— Directions for this task —
Every line below is to be quoted exactly, with nothing added or dropped.

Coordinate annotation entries

╔══

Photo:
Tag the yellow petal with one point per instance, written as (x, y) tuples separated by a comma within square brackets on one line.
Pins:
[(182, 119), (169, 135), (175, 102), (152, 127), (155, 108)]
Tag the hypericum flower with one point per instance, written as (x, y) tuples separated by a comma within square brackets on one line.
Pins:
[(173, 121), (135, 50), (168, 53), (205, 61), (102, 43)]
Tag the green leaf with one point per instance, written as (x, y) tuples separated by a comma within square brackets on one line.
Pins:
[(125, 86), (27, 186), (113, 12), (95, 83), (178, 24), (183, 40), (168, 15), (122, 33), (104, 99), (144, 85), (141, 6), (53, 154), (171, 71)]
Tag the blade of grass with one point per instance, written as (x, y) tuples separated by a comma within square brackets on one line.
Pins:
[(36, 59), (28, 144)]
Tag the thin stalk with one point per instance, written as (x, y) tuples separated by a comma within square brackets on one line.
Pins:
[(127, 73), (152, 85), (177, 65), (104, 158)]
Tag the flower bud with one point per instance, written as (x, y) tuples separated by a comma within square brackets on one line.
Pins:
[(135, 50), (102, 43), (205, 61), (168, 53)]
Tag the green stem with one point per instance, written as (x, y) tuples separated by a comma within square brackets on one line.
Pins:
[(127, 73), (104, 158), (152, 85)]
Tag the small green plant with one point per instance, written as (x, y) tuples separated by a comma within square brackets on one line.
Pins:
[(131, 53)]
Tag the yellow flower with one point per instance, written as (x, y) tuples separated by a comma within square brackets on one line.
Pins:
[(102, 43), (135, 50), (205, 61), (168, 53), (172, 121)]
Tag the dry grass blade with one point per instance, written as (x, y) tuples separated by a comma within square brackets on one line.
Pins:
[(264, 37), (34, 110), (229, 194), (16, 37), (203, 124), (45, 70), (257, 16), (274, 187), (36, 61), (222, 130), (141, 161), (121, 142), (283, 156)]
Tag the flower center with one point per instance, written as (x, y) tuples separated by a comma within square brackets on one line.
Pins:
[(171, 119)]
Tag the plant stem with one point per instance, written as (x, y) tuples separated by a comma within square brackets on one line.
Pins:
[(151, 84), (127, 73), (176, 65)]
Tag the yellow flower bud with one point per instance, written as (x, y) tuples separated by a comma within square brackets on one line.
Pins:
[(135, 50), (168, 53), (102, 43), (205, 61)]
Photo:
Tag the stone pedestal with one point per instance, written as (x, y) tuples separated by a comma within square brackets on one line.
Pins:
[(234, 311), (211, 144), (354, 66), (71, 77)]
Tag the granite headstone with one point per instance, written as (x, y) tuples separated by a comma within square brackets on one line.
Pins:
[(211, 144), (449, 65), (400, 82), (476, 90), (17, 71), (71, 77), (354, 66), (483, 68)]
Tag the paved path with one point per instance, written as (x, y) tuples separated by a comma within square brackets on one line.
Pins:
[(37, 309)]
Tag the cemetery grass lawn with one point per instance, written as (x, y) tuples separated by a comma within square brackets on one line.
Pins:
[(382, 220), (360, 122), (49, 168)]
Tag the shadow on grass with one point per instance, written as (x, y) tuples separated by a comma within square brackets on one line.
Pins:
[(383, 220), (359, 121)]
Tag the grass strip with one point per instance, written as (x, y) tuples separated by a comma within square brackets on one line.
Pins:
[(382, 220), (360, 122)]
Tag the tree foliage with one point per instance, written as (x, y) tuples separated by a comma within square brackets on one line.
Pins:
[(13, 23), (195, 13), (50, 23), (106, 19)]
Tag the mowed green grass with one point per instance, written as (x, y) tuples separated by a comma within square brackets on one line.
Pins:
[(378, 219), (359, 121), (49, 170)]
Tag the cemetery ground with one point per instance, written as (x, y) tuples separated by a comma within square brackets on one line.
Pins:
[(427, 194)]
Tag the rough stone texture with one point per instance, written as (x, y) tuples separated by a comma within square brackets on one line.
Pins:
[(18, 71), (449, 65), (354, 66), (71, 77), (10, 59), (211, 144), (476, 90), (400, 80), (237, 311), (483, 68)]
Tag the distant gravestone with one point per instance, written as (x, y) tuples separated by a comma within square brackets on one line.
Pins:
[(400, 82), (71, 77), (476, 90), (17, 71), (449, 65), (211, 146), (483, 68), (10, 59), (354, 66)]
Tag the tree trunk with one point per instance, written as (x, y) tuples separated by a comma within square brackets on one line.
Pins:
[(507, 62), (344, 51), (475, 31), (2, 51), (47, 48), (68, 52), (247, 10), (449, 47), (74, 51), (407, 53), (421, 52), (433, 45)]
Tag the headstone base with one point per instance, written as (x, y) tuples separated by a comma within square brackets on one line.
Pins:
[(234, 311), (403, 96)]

╚══

— Exercise response —
Photo:
Tag the yellow petal with one point per instance, written as (x, y) tuples separated by a comma within square brackets on one line.
Pins:
[(182, 119), (169, 135), (175, 102), (152, 127), (155, 108)]
Tag the hypericum flower with one point per instance, written as (x, y) tuples separated by a comma within square brackets on one line.
Pins:
[(173, 121), (135, 50), (168, 53), (205, 61), (102, 43)]
Tag the green leaf with one point per instance, written as (x, y) tuples separated by a comma within square brackets on one line.
Pins:
[(125, 86), (27, 186), (113, 12), (95, 83), (178, 24), (183, 40), (168, 15), (122, 33), (104, 99), (144, 85), (141, 6), (53, 154), (171, 71)]
Tag the blade of grass with one point per instance, written as (x, y) tuples separated by a comma within square brackets on one line.
Pins:
[(36, 59), (28, 144)]
Tag the thin stalk with one point per instance, written as (x, y) tuples separated by a comma within square brackets on one line.
Pins:
[(127, 73), (152, 85), (177, 65), (104, 158)]
Tag the flower bud with one point per instance, written as (x, y) tuples separated by a comma within square brackets on one line.
Pins:
[(135, 50), (102, 43), (205, 61), (168, 53)]
Tag the green stem with one point per instance, written as (x, y) tuples separated by a comma within square brackets on one line.
Pins:
[(127, 73), (104, 158), (152, 85)]
Tag the small green plant with one point per instance, written as (x, y) tuples separated by a comma within square brackets on one line.
Pins:
[(131, 53)]
Tag the yellow flower with one point per instance, written as (x, y) tuples separated by a comma within square brackets on one line.
Pins:
[(102, 43), (135, 50), (205, 61), (168, 53), (172, 121)]
Tag the dry grass blade with one point per instance, written as (x, y) tuples separated by a comma within square brackets on one line.
Pins:
[(264, 37), (34, 110), (229, 194), (16, 37), (203, 124), (45, 70), (257, 16), (274, 187), (36, 61), (222, 130), (141, 161), (121, 142), (283, 156)]
Tag the flower center with one point per instance, written as (x, y) tuples separated by a comma within square brackets on one line.
Pins:
[(171, 119)]
Tag the plant stem with one point per instance, written as (x, y) tuples separated by a comma within square brackets on one line.
Pins:
[(151, 84), (127, 73), (176, 65)]
Tag the yellow flower bud with one point per instance, written as (x, y) tuples separated by a comma within square brackets on one line.
Pins:
[(135, 50), (168, 53), (102, 43), (205, 61)]
Photo:
Tag the stone pedestal with one point per instance, written as (x, y) tuples separated by a comma within square brackets on one line.
Pins:
[(234, 311), (211, 144), (354, 66), (71, 77)]
Tag the granite headstone with one point per instance, written as (x, y) tuples separated by a comma within square brackets on one line.
Pins:
[(211, 144), (449, 65), (400, 82), (476, 90), (17, 71), (71, 77), (354, 66), (483, 68)]
Tag the paved path with one point per instance, written as (x, y) tuples separated by a comma within square brackets on one line.
Pins:
[(37, 309)]
Tag the cemetery grass lawn with one point per instance, written as (x, y) tuples separated by a comma within square brackets on one line.
Pins:
[(382, 220), (360, 122), (49, 168)]
Tag the shadow on grass with one point per instance, written as (x, y) tuples separated by a comma within square brackets on one line.
Pins:
[(383, 220), (359, 121)]
Tag the grass strip with one point per instance, written as (x, y) tuples separated by a comma within square brackets on one line.
Pins:
[(382, 220), (360, 122)]
Tag the tree foliage with one point per instance, written as (x, y) tuples separated by a comma within square brackets on one line.
Pins:
[(13, 23), (195, 13), (50, 23), (106, 19)]
Tag the mowed green grass with one point per instance, written as (x, y) tuples separated by a comma within square brackets on one line.
Pins:
[(378, 219), (359, 121), (49, 170)]
Tag the cemetery ground with one point per instance, written as (x, y) tuples separated by a comma within square brackets on one line.
Pins:
[(427, 194)]
Tag the rough stone texture with one point per instance, written as (x, y) tuples separated by a comma within square brackets on one line.
Pins:
[(18, 71), (449, 65), (354, 66), (71, 77), (10, 59), (211, 144), (476, 90), (400, 80), (237, 311), (483, 68)]
Tag the distant gravestone with one point per instance, written as (x, y) tuples separated by a comma within square brackets on one line.
Pins:
[(400, 82), (71, 77), (476, 90), (17, 71), (449, 65), (211, 146), (483, 68), (10, 59), (354, 66)]
Tag the tree trunk with one point per instance, written as (x, y) tuples separated by a comma within square brackets on one line.
Pins:
[(507, 62), (344, 51), (475, 31), (2, 51), (47, 48), (68, 52), (247, 10), (449, 47), (74, 51), (407, 53), (421, 52), (433, 45)]
Tag the headstone base with one point per instance, written as (x, y) tuples separated by a comma within square brackets on one line.
Pins:
[(234, 311), (403, 96)]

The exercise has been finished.